* [The problem] The pictures stay out; everything else in the entries below must be returned exactly.

* [Data for review]
Start of Block
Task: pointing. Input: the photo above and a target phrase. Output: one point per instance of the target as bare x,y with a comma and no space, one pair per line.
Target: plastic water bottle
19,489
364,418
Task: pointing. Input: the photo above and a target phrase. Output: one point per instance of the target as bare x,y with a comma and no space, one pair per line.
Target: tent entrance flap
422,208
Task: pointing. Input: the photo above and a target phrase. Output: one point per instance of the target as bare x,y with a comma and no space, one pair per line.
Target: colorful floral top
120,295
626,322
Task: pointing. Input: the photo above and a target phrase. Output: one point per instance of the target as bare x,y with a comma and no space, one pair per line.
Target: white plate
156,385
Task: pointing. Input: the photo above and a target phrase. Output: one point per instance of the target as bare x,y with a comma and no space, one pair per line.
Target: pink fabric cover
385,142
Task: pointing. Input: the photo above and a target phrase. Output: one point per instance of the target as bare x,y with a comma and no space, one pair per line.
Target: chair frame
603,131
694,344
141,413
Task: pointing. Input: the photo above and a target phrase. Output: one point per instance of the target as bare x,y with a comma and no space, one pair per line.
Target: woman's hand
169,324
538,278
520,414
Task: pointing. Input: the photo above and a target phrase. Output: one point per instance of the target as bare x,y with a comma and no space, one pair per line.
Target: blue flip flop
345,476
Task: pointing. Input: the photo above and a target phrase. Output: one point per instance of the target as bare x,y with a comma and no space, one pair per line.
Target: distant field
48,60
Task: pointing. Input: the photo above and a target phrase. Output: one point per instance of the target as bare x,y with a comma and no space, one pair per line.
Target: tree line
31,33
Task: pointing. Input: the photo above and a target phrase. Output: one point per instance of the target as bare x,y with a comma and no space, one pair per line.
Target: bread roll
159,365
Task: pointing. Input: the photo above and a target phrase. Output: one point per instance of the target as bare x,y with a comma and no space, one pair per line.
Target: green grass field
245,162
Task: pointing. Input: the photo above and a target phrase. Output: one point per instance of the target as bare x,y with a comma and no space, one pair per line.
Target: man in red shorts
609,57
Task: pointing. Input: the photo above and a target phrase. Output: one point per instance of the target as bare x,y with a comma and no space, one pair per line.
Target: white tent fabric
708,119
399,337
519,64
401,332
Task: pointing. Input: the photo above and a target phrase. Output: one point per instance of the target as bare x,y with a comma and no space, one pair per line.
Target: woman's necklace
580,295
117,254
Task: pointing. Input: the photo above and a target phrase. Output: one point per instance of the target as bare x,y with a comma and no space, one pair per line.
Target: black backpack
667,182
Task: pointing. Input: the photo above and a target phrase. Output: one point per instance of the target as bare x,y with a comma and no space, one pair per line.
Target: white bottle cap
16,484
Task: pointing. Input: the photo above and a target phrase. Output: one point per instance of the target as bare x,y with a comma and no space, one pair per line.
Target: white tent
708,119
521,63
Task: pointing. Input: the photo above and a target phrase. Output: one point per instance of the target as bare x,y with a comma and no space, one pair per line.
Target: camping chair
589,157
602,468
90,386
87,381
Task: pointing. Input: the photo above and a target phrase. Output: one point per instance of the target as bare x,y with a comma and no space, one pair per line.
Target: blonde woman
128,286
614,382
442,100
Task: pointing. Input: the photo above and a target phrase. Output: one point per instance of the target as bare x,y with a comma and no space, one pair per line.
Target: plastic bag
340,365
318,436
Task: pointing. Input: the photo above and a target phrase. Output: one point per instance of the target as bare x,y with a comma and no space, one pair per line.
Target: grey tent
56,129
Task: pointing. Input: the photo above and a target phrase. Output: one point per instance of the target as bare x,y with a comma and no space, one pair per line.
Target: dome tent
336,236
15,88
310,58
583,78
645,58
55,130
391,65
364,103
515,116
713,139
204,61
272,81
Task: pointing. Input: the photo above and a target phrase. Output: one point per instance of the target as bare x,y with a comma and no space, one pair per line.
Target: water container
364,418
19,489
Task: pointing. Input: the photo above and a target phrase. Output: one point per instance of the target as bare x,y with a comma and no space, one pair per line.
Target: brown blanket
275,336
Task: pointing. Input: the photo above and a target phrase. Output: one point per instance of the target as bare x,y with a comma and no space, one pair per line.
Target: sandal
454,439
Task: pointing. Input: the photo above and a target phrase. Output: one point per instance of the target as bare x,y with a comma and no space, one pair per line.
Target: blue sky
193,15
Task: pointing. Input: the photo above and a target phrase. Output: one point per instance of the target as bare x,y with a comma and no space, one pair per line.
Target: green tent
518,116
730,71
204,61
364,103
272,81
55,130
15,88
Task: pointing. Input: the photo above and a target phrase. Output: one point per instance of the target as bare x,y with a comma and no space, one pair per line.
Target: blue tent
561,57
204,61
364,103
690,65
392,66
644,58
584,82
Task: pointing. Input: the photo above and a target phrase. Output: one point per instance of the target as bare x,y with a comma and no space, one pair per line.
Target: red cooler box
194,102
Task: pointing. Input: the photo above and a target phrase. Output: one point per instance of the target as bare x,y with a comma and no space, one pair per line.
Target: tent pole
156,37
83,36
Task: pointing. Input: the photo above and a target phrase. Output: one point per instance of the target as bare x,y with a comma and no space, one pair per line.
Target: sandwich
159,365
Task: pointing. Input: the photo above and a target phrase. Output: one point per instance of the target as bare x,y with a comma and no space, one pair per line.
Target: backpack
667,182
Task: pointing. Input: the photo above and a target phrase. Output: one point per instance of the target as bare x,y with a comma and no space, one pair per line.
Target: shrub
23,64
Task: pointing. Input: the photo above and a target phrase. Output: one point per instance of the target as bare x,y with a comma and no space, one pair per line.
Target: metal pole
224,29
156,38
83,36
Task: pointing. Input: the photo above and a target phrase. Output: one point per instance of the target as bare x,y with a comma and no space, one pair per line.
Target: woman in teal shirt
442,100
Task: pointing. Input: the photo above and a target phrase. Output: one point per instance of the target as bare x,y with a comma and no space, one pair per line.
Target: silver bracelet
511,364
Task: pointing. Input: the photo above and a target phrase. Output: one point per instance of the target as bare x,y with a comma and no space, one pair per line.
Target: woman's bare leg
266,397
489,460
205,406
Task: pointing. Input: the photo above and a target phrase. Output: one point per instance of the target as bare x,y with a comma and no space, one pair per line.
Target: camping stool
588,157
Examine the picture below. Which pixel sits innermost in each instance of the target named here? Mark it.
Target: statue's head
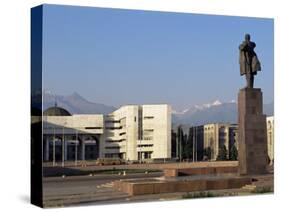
End of Block
* [Expected answer]
Task: pointing. Input: the photo above and a target phrase. Output: one point per instance of the target as bare x,y with a comma and no space, one pair per line.
Target: plastic water bottle
19,489
364,418
Task: pointing. Input: the photo above and a target phrase. Output: one point per instance of the target as bare x,y with a comma and no space, one pair per line.
Target: tent entrance flap
422,208
Task: pointing. Input: the photo above and a target phrase. Output: one point per instance of the target as bare x,y with a comma and no space, one pair per line.
Target: colorful floral top
120,295
626,322
Task: pointing. Input: the photo above and a target phrase. Output: one point per instance of the target as bare x,y with a comma and no space, one pair per line.
Target: white plate
156,385
Task: pointing. Input: the photo above and a target phrase. Output: one point per instance of the target as bare x,y with a comma and no space, one pair per line.
Target: pink fabric cover
385,142
Task: pointing. Input: the photo above and a target phrase. Output: one point per instance of the target as bare x,y with a comma and no space, one pair per line.
Target: chair frame
603,131
694,344
141,413
Task: pointing. Input: the photo above and a target phrase. Output: one point per instance of the target as bare x,y with a comma and no space, one pair per line.
Target: woman's hand
169,324
538,278
520,414
Task: pointing. Input: the photo above and a target phrase. Output: one point per instance of the target as bare x,y with a comma and no space, one pair per line.
Target: blue flip flop
345,476
Task: pointing. Input: the photo above and a target phrase. Output: one point per instance of the target as bare x,y with a comma and no space, one pair per line.
Target: distant field
48,60
Task: pointing. Input: the photo above and a target phrase. Output: one point per instance of the target as bare x,y with a comma and no space, one pair per line.
Target: tree line
31,33
Task: pointing. Input: the photo above and a target phrase. Output: one point per instance of the target as bare x,y with a comma and no space, one pair per line.
Target: bread roll
159,365
Task: pointing. Input: the photo above and a target phrase. Output: one point per instance of the target as bare x,y with a comma and no space, one pair per line.
Target: green grass field
245,162
Task: pointing. Input: the photo above and a target phrase. Output: one point per instance of the target as bare x,y with a comma and no space, one pair per line.
Target: man in red shorts
609,57
Task: pointing. Input: the photo above and a target phrase. Output: one point per instance of the target as bare x,y with a comma and no space, one pair per line.
Target: white tent fabric
708,119
399,337
519,64
401,332
Task: pointing. Input: the photo above and a target phrase. Output: one point per instance of the target as bare x,y with a comma and no space, one pair per line.
Target: woman's necklace
580,295
117,254
Task: pointing. Input: the photo above and a target phrase. Output: one point per instance of the target as bare x,y with a comma and no space, one pair per line.
Target: black backpack
667,182
Task: pointing. Input: the photo above and a target phrase. Output: one point per instance of the target as bare x,y with a comma and no space, one pair per line.
Target: white bottle cap
16,484
Task: pointing. Input: the photo above and a target phrase. Output: one point per instance of the target as bare x,y with a comma and no space, one pair per line.
Target: white tent
708,119
521,63
Task: pointing. Input: the photo above and a target phrase. Output: one point per instance of the target as bare x,y with a comma and no space, one pair per line.
Target: camping chair
589,157
602,468
90,386
87,381
Task: pointing. Input: the photo above and a target phrase. Output: one point per instance of the target as bare x,y with a comma and no space, one pair per line.
Target: blonde woman
128,286
614,382
442,100
Task: pointing. Input: the photo above and a target phrase. Output: one point per instance of the target as bare x,y with a comma and no space, one pair per line.
Target: plastic bag
340,365
318,436
Task: pointing. Input: the photo above and a target phrase. Output: one point per instance of the target as bare x,y with a comma and no space, one pair per line.
Target: grey tent
56,129
Task: pointing. Input: the photo above and a target phrase. Output: one point per instance of the target as bare x,y with a comma and no space, one pair per line.
Target: dome tent
336,236
15,88
310,58
583,78
645,58
55,130
391,65
364,103
515,116
713,139
204,61
272,81
Task: pointing. Input: the photo above and a target phrase. Output: one point per instance of the target as bare x,y with a comma and no space, one pair per line.
Target: water container
364,418
19,489
Task: pointing. Input: the photo above and a target phrase. Output: one point per instance of the target as bare x,y with a comma and no space, one pair per line.
Target: brown blanket
275,336
Task: pointing. Input: the photo above and a target phrase. Output: one point per instance of the target as bare x,y with a comma and no space, one pair per line.
Target: sandal
454,439
Task: pointing. Input: the photo above and a target phrase. Output: one point per instance of the target as bare x,y with a comma and no space, one pair per line.
Target: blue sky
193,15
Task: pointing. Input: the photo above and a target phrase. Output: one point per instance of the target as bare x,y with a comma and no space, one pair per line.
Target: green tent
518,116
730,71
204,61
364,103
272,81
55,130
15,88
Task: pointing. Input: the photo above and a target phrase. Output: one point per instance of the target as bare x,y with a comma and no space, one pair per line.
Target: blue tent
561,57
204,61
364,103
690,65
392,66
644,58
584,82
Task: pointing. Input: the photo above and a target phrase. Output: one point per instance of the target as bare x,y with a comma and no space, one pair per line.
Target: red cooler box
194,102
Task: pointing. Input: the photo above and a target phrase. Output: one point per instance of the target as bare x,y with a comma and no space, one pair per line.
Target: tent pole
156,37
83,36
Task: pointing. Input: the photo above and a target phrase. Output: one point per instance of the target as bare x,y with a comma and no space, one pair per line.
Target: sandwich
159,365
Task: pointing. Input: the photo above and a target phrase. Output: one point per instance of the target as bare x,y with a comma and no space, one pair per line.
Target: backpack
667,182
Task: pointing. Input: the photo above and a target phrase. Output: one point per instance of the target as bare x,y with a comma and no space, one pair per line.
Target: shrub
23,64
Task: pointing. Input: the photo above and a target phrase. Output: one point per instance of the target as bare x,y with a comma and no space, one pair per line.
Target: metal pole
224,29
156,38
83,36
Task: pointing. Input: the photo above and a target phrase. Output: one point per instance of the target as bare x,y with a comma and no space, one pair per line.
Target: woman in teal shirt
442,100
Task: pointing. Input: the photo above and a target phrase. Output: one point per instance of the target as bare x,y with a comma and no space, one pair per line.
Target: silver bracelet
511,364
Task: pointing. Input: the photo above and a target phrase. Output: one point per instance of the target as bare x,y with a comma and no space, one pair per line.
Target: woman's bare leg
266,397
489,460
205,406
Task: pointing. Input: the photo above and a target phrase. Output: one point per instance of the target as bare x,y with a comma and no space, one pair per line.
Target: camping stool
588,157
Examine the picture below. Which pixel sits innermost in each instance of the target named here? Mark it.
Target: statue's head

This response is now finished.